● 抜粋本文
第14回 起業前の社会人経験は「2年」で広げる

この対談について

“生粋の商売人”倉橋純一。全国13店舗展開中の遊べるリユースショップ『万代』を始め、農機具販売事業『農家さんの味方』、オークション事業『杜の都オークション』など、次々に新しいビジネスを考え出す倉橋さんの“売り方”を探ります。

第14回 起業前の社会人経験は「2年」で広げる

安田
倉橋さんは若い起業家を応援されていますけど、起業するなら早い方がいいのか、それとも社会人をある程度の年数経験してからの方がいいのか、どちらだと思いますか?

倉橋

うーん、そうですね。僕は早い方がいいかなと思います。

安田
早ければ早い方ほどいいですか。

倉橋
まあ、基本的な社会のルールを学ぶという意味で、2年くらい社会人経験をするのは大事かなと思いますけど。でも、「物が売れる法則」をある程度学んだら、すぐにでも独立した方がいいかなと。
安田
独立を急ぐのは、若いほど可能性があるってことですか。時間もあるし、失敗してもやり直せるしみたいな。

倉橋
そうそう。若いときの傷は浅くてすみますから。プライベートでも、そこまでの責任を負わなくてよかったりもするし。
安田
確かに、結婚して子供もいるとなったら、なかなか気軽に失敗はできないですもんね。

倉橋
そうそう。プライベートのリスクが少ないうちの方が、意思決定をしやすいですよね。そもそも、失敗すること自体は悪いことでも何でもないので。
安田

とはいえ、仮に2年で独立した後で、会社員のうちにこれも学んでおいた方がよかった、こっちの知識を得てから独立した方がよかった、と後から気付くこともあると思うんですよ。


倉橋
それはそうでしょうけど……でもそれを言い始めたらキリがないですよ(笑)。
安田
確かに、完璧な状態を待っていたら、いつまでも独立できませんね(笑)。

倉橋
そういう意味でも、最初から期間を決めちゃうってのはアリだと思います。個人的なオススメは2年くらい、長くても3年くらいじゃないかなと思いますね。
安田
なるほど。逆に社会人経験が全くゼロっていうのはどうなんですか。世の中には全く社会人経験なく起業して大成功してる人もいるじゃないですか。リクルート創業者の江副さんとか、ZOZOの創業者の前澤さんとかもそうですけど。

倉橋
社会人経験のない中で活躍されている人たちは、突拍子もないアイデアがあったり、行動力もずば抜けてますよね。
安田
ああ、確かに。そういう意味ではやっぱり2〜3年の社会人経験はあった方がいいんでしょうね。

倉橋
会社のリソースをタダで使えて、そこで得たノウハウを自分のビジネスにも使える、と考えると、お得な経験ではあると思いますね。

● 元データ
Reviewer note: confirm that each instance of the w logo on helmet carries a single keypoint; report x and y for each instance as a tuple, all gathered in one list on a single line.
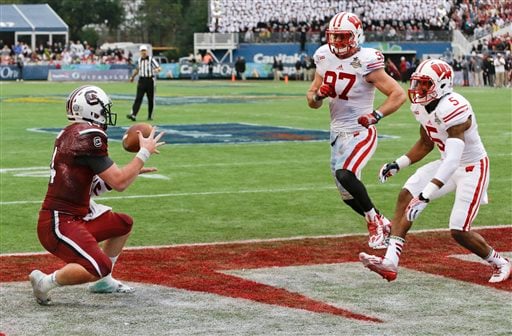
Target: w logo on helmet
[(442, 70), (355, 21)]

● 依頼内容 1
起業についての対談について、次の問いに答えてください。
(a) 『万代』は全国で何店舗展開中とされていますか。
(b) 倉橋さんは、若いときの傷はどうだと述べていますか。
(c) 倉橋さんが個人的に勧める社会人経験の期間はどれくらいですか。
● 依頼内容 2
起業についての対談で「“生粋の商売人”倉橋純一。」で始まる段落を、主な事実を残して箇条書きに書き直してください。

● 回答全文 1
(a) 13店舗
(b) 浅くてすむ
(c) 2年くらい、長くても3年くらい

● 回答全文 2
- 倉橋純一は“生粋の商売人”である。
- 手がける事業の例
  - 全国13店舗展開中の遊べるリユースショップ『万代』
  - 農機具販売事業『農家さんの味方』
  - オークション事業『杜の都オークション』
- 次々に新しいビジネスを考え出す倉橋さんの“売り方”を探る。